### Task input
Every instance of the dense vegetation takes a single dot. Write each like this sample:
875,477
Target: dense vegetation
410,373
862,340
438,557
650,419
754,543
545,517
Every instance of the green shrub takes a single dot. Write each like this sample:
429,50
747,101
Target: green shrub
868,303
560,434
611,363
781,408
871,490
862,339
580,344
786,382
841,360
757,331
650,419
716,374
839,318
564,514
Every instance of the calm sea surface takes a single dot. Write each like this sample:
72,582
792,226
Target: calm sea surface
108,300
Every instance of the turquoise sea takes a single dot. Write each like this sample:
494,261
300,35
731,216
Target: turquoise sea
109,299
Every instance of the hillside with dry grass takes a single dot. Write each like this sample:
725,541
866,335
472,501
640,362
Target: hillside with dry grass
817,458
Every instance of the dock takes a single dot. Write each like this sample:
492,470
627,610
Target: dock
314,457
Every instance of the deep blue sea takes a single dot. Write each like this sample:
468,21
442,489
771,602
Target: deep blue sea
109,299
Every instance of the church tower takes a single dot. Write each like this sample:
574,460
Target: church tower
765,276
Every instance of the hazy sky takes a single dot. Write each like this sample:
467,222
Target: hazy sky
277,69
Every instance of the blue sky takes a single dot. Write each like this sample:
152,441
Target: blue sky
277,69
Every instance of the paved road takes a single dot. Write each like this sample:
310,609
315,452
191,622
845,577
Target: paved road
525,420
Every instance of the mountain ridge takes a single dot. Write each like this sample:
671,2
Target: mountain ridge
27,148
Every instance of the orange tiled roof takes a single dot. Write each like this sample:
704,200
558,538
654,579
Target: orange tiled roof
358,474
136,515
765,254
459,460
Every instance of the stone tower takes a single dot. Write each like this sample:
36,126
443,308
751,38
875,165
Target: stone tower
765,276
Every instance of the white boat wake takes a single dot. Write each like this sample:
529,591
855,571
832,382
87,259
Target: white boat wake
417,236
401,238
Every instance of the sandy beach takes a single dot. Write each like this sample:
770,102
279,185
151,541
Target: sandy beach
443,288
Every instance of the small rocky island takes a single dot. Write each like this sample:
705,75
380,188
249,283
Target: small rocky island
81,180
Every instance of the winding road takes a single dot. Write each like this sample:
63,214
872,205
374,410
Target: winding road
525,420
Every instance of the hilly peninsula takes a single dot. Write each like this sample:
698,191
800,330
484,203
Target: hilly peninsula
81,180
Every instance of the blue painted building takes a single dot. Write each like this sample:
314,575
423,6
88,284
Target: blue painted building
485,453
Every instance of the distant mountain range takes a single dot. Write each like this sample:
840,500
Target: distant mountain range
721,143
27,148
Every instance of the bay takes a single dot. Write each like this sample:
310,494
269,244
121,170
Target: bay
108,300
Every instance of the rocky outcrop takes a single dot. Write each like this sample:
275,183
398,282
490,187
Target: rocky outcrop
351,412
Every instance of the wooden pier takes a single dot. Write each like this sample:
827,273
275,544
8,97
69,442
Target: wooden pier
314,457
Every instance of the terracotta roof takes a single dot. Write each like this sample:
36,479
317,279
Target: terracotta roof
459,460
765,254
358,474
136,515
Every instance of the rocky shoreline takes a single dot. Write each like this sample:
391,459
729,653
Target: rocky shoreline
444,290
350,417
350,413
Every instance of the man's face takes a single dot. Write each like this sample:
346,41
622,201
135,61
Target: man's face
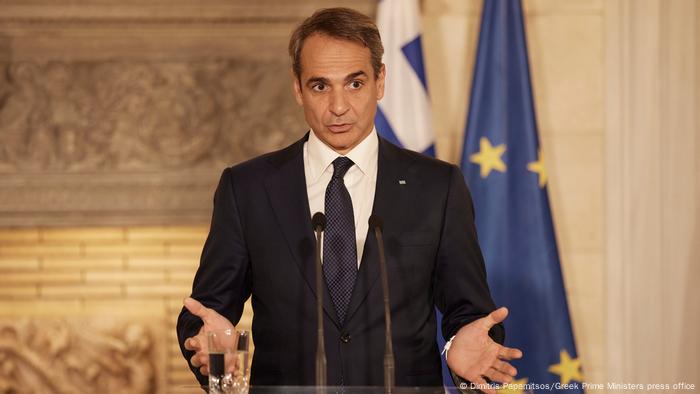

### Stated task
Rewrite every line of the records above as one numbered list, omitting blank lines and leaving out the pictures.

### Solution to this problem
1. Every instance of the dense vegetation takes a single dot. Write each like this sample:
2. 875,477
3. Target: dense vegetation
4. 410,373
5. 862,340
6. 438,557
7. 650,419
8. 754,543
9. 545,517
10. Every instance of the green shrub takes a single dot. Write each like this sample:
11. 429,50
12. 747,101
13. Target: green shrub
14. 868,303
15. 560,434
16. 611,363
17. 781,408
18. 871,490
19. 862,339
20. 580,344
21. 786,382
22. 841,360
23. 757,331
24. 650,419
25. 716,374
26. 839,318
27. 564,514
28. Every instance of the calm sea surface takes a single dot. Write each like this sample:
29. 72,582
30. 792,226
31. Target: calm sea surface
32. 108,300
33. Every instance of the turquoise sea takes a single dot. Write each like this sample:
34. 494,261
35. 300,35
36. 731,216
37. Target: turquoise sea
38. 109,299
39. Every instance of the hillside with dry grass takes a single dot. Write each like this sample:
40. 725,541
41. 866,335
42. 472,501
43. 640,362
44. Target: hillside with dry grass
45. 817,458
46. Every instance of the dock takes a single dot. Write each like this sample:
47. 492,470
48. 627,610
49. Target: dock
50. 314,457
51. Every instance of the deep blue sea takes a single dot. Write each like this sample:
52. 468,21
53. 442,489
54. 771,602
55. Target: deep blue sea
56. 109,299
57. Every instance of the church tower takes a single dot. Write each like this sample:
58. 574,460
59. Target: church tower
60. 765,276
61. Every instance of the hazy sky takes a single dot. Write each like this sample:
62. 467,222
63. Target: hazy sky
64. 277,69
65. Every instance of the blue sky takes a single dot. Write each like this sample:
66. 152,441
67. Target: blue sky
68. 277,69
69. Every instance of the paved road takes a single dot. Write each like this sample:
70. 310,609
71. 315,452
72. 191,622
73. 845,577
74. Target: paved road
75. 525,420
76. Every instance of the mountain ridge takes a single dot. Write each like this sample:
77. 671,2
78. Target: mountain ridge
79. 27,148
80. Every instance of the orange tiled roof takes a single dot. Write each like this sample:
81. 704,200
82. 558,538
83. 654,579
84. Target: orange tiled roof
85. 358,474
86. 136,515
87. 765,254
88. 459,460
89. Every instance of the stone tower takes a single dot. Write each like this sample:
90. 36,126
91. 443,308
92. 751,38
93. 875,165
94. Target: stone tower
95. 765,276
96. Every instance of the white boat wake takes a single dot. Write each like this sample:
97. 529,591
98. 855,571
99. 832,382
100. 87,259
101. Target: white boat wake
102. 417,236
103. 401,238
104. Every instance of the sandy beach takes a single dot. Write each like this sample:
105. 770,102
106. 279,185
107. 151,541
108. Target: sandy beach
109. 443,288
110. Every instance of the small rocky island takes a single dot. Write each like this sample:
111. 705,75
112. 380,188
113. 249,283
114. Target: small rocky island
115. 81,180
116. Every instance of the winding road takes a single dot. Write each like this sample:
117. 63,214
118. 872,205
119. 374,410
120. Target: winding road
121. 525,420
122. Every instance of the hilly peninsula takes a single dot. Write each like this sample:
123. 698,191
124. 800,330
125. 484,203
126. Target: hilly peninsula
127. 81,180
128. Every instance of the blue painted building takes a single dot. Write each like this sample:
129. 314,575
130. 423,6
131. 88,284
132. Target: blue painted building
133. 485,453
134. Every instance of the distant mountain range takes a single dot. Write each like this sample:
135. 840,500
136. Target: distant mountain range
137. 721,143
138. 27,148
139. Every instance of the bay takes a single dot. Write each like this sample:
140. 310,494
141. 269,244
142. 121,170
143. Target: bay
144. 108,300
145. Every instance of the rocky outcrop takes a single dot. Write each like this sample:
146. 275,183
147. 398,282
148. 490,187
149. Target: rocky outcrop
150. 351,412
151. Every instance of the wooden pier takes a single dot. Write each like this sample:
152. 827,273
153. 275,544
154. 8,97
155. 69,442
156. Target: wooden pier
157. 314,457
158. Every instance of the terracotta roof takes a single dot. Write each like this sample:
159. 36,479
160. 317,279
161. Target: terracotta roof
162. 459,460
163. 765,254
164. 358,474
165. 136,515
166. Every instance of the rocky shoreline takes a single dot. Write each like this sample:
167. 391,459
168. 729,653
169. Target: rocky shoreline
170. 444,290
171. 350,417
172. 350,413
173. Every instance of the man's face takes a single dot. Write each like this sample:
174. 346,41
175. 622,201
176. 135,61
177. Target: man's face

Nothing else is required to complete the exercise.